• DATA FOR ANALYSIS:
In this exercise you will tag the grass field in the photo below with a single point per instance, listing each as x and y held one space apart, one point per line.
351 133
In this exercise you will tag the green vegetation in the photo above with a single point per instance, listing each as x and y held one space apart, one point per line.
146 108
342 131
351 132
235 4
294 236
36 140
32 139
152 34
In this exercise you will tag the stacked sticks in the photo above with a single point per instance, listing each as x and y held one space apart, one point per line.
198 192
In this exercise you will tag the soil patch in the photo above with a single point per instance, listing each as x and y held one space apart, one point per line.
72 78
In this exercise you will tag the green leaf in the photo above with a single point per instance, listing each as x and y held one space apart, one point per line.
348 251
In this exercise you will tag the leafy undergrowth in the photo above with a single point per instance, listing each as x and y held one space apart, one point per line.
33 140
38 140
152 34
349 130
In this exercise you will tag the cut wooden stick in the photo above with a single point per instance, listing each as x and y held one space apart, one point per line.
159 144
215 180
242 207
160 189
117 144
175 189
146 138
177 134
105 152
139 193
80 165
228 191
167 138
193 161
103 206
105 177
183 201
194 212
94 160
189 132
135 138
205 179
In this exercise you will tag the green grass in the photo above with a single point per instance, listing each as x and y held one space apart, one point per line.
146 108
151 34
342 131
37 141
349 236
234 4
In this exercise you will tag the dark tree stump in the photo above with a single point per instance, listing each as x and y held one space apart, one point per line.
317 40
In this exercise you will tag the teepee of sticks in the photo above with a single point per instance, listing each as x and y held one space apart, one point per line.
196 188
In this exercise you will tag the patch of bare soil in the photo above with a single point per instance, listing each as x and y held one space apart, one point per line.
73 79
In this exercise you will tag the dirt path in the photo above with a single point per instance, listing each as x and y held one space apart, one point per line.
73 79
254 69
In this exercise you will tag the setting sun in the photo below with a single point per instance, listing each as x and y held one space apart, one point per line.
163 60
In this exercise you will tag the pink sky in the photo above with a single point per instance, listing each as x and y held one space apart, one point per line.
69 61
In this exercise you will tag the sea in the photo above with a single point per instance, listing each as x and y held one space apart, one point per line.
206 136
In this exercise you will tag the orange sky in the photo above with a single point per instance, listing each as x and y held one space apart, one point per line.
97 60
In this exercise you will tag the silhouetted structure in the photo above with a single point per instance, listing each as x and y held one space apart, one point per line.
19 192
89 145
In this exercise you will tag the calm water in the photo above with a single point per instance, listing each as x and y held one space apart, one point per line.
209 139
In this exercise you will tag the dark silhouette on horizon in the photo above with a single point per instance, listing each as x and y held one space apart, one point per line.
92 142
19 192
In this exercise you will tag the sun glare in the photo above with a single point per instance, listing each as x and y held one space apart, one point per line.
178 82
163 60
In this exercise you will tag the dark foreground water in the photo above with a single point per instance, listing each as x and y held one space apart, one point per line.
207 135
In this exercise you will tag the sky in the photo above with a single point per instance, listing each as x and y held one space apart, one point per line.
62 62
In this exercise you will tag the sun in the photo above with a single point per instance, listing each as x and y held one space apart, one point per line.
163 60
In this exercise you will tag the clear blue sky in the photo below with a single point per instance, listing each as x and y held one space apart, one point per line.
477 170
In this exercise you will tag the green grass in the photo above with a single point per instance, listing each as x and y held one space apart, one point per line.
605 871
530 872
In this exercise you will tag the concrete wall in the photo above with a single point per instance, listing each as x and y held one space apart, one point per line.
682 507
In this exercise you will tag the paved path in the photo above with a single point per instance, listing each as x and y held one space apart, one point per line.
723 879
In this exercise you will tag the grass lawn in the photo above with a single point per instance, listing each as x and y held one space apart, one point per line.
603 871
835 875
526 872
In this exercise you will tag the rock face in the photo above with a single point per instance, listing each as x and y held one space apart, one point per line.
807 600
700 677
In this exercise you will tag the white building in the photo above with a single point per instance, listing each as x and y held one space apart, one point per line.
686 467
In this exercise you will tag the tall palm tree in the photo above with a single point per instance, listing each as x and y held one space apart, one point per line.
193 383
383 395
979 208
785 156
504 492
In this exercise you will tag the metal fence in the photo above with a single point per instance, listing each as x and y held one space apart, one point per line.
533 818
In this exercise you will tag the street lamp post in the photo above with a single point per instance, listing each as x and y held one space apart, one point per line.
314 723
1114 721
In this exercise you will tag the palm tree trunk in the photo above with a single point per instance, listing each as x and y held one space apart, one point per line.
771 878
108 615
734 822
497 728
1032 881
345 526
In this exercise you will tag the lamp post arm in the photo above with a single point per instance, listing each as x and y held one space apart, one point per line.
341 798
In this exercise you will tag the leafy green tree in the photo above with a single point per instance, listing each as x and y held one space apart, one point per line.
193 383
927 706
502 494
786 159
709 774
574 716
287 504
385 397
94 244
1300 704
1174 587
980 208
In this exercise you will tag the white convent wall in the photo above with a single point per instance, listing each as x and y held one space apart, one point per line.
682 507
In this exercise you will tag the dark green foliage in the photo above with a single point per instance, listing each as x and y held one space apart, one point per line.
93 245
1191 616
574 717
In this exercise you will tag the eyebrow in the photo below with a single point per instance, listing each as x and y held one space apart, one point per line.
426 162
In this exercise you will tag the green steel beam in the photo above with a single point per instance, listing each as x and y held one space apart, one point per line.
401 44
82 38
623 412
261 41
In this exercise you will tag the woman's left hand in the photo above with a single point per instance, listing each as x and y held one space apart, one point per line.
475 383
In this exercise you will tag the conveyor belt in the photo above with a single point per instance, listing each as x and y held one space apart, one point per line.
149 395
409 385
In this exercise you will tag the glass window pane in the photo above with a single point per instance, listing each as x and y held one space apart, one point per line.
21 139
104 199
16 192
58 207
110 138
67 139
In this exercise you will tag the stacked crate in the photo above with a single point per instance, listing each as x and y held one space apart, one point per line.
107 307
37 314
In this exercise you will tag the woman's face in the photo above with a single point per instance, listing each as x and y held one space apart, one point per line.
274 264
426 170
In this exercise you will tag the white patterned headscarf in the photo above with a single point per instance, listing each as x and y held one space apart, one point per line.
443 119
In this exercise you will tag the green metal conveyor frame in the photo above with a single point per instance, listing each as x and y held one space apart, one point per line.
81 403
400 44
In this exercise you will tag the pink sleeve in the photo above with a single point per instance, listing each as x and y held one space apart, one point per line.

• WHAT TO WORK ON:
When copying the data above, keep every line exactly as written.

• WRITTEN REPLY:
In this exercise you will tag the grass field in the photo below with a single point per instance, listing each as x and y held one space apart, one point per line.
351 133
In this exercise you will tag the green vegetation in the photo above with a single point per instance, listing each as x and y held one space apart, one point per line.
146 108
342 131
351 132
235 4
294 236
36 140
32 139
152 34
In this exercise you will tag the stacked sticks in the photo above with a single point per instance, listing each as x and y held one space apart, one point per line.
198 192
In this exercise you will tag the soil patch in the photo above with a single point per instance, listing each as x and y held one space apart, one point per line.
72 78
In this exercise you will tag the green leaf in the photo above with a single point per instance, listing each as x and y held one space apart, one point per line.
348 251
In this exercise you will tag the leafy undergrowth in the photo above with a single point per instance, listing each as x and y held one space apart, one point per line.
33 140
38 140
152 34
349 130
In this exercise you will tag the cut wooden stick in the photo above with a single point per instance, listing each as x and y held one space apart, one point per line.
159 144
215 180
242 207
160 189
117 144
175 189
146 138
177 134
105 152
139 193
80 165
228 191
167 138
193 161
103 206
105 177
183 201
194 212
94 160
189 132
135 138
205 179
In this exercise you will tag the green grass in the photo above with a single point per instance, listing each as x and y held one space apart, one point per line.
146 108
151 34
342 131
37 141
349 236
234 4
In this exercise you will tag the dark tree stump in the photo above with a single point per instance, listing each as x and y held one space apart, one point per line.
317 40
In this exercise you will tag the teepee of sticks in the photo above with a single point per instance, listing each as x and y held one space apart, one point per line.
196 188
In this exercise you will tag the patch of bare soil in the photo above with a single point per instance, listing each as x and y held one space apart, one point per line.
73 79
In this exercise you will tag the dirt path in the photo above with a single point per instance, listing each as x and y held one space apart, one point per line.
73 79
254 69
In this exercise you will tag the setting sun in the photo below with a single point per instance, listing each as x and y held one space apart, one point per line.
163 60
In this exercise you will tag the pink sky in the photo above with a single point per instance, listing each as x and y held one space apart, one point per line.
69 61
In this exercise you will tag the sea in the photo above with a single point per instance, listing each as x and y held one space apart, one point per line.
206 136
In this exercise you will tag the orange sky in the photo above with a single point per instance, listing each as x and y held one space apart, one point per line.
97 60
In this exercise you will tag the silhouetted structure in the photo above with a single point per instance, listing each as x and y held one space apart, one point per line.
19 192
89 145
In this exercise you will tag the calm water in the photo above with a single point per instance, listing each as x and y held one space apart, one point per line.
209 139
In this exercise you will tag the dark silhouette on horizon in the photo above with a single point per instance, listing each as x and y held one space apart, one point per line.
92 142
19 192
In this exercise you will tag the sun glare in the photo above with a single point per instance, listing each as x and y held one space apart, one point per line.
178 82
163 60
In this exercise you will tag the dark foreground water in the photo above with a single point per instance, listing each as x and y held one space apart, one point per line.
207 135
In this exercise you will tag the sky in the photo above with a single point per instance, listing each as x and y held one space apart, one point per line.
62 62
In this exercise you will tag the sun in the photo above with a single point per instance, listing each as x and y held one space apart, one point per line.
163 60
In this exercise you will tag the clear blue sky in the photo below with a single point per instance, listing each as x and y held one space apart, one point per line.
477 170
In this exercise you will tag the green grass in the photo above with a single point per instance, listing each as x and y held one space apart, one point per line.
605 871
530 872
In this exercise you will tag the concrete wall in the photo above with a single point per instance, listing each as x and y held one space apart, one point per line.
682 507
In this exercise you will tag the paved path in the photo above with a single point per instance, listing each as x and y held one space apart, one point per line.
723 879
In this exercise you will tag the grass lawn in the photo above with a single point per instance, listing each as x and y held one space apart, one point per line.
603 871
835 875
526 872
In this exercise you will tag the rock face in the photo above with a single point per instance, listing each as x and y held one space apart, one point per line.
807 600
700 677
In this exercise you will tag the white building in the photo above with a single point per instance, listing each as x and y held one space apart, one point per line.
686 467
In this exercise you will tag the tall palm tree in the photo above with a single point per instance, listing each as x and y held one space apart, one point per line.
193 383
383 395
979 208
785 156
504 492
In this exercise you will tag the metal fence in the photo above with a single point per instance, listing each as x and y held one space apart, one point per line.
533 818
In this exercise you will tag the street lamp post in the photo above with a single point per instance, listing each as x and y held one space apart, one point per line.
314 723
1114 721
In this exercise you will tag the palm tree trunk in the photo above with a single point per instance, listing each as x and y held one space apart, one point per line.
771 878
108 615
734 822
497 728
1032 881
345 526
In this exercise you will tag the lamp post arm in the photo above with a single point per instance, listing each as x and y held one space apart, one point per line.
341 798
In this exercise you will tag the leafy green tree in the photo above with a single point per instance, listing each as x and y held one space apart, one point per line.
193 383
927 706
502 494
786 159
709 774
574 716
287 504
385 397
94 244
1300 704
1174 587
980 208
In this exercise you will tag the white convent wall in the photo above with a single point per instance, listing each as x and y held one space apart, one point per line.
682 507
In this exercise you will tag the dark green foliage in the photo above with a single point per instance, listing each as x and y held one space apart, one point per line.
93 245
1191 616
574 717
In this exercise you will tag the eyebrow in the photo below with a single point per instance, listing each as x and y held one space apart, one point per line.
426 162
In this exercise you will tag the green steel beam in the photo above with a single point per instance, listing each as x and y held one space apart, one point per line.
401 44
82 38
623 412
261 41
In this exercise you will tag the woman's left hand in the photo above with a single point per instance, listing each as x and y held one space apart, one point per line.
475 383
In this exercise you will tag the conveyor belt in the photo above with a single point per instance, listing each as x and y held one space apart, one point per line.
149 395
409 385
In this exercise you will tag the glass window pane in the photo above with a single point per instance, listing each as x and y held one space apart, one point per line.
21 139
104 199
16 192
58 207
110 138
67 139
In this exercise you will tag the stacked crate in the photo above with a single point per instance, listing each as x and y held one space apart, one point per line.
107 307
37 314
In this exercise you will tag the woman's face in the photo above with a single point per instance, listing each as x and y held one space apart, one point per line.
274 264
426 170
In this exercise you will tag the white patterned headscarf in the photo above with a single point per instance, listing each as x and y held one space apart, one point per line.
443 119
In this exercise you will tag the green metal conveyor frame in the photo above with a single point per instance, listing each as x and y held one space apart, one point per line.
81 403
400 44
In this exercise you will tag the pink sleeve in the photo above with a single point per instance, listing each as x and y held one space apart, one point per line.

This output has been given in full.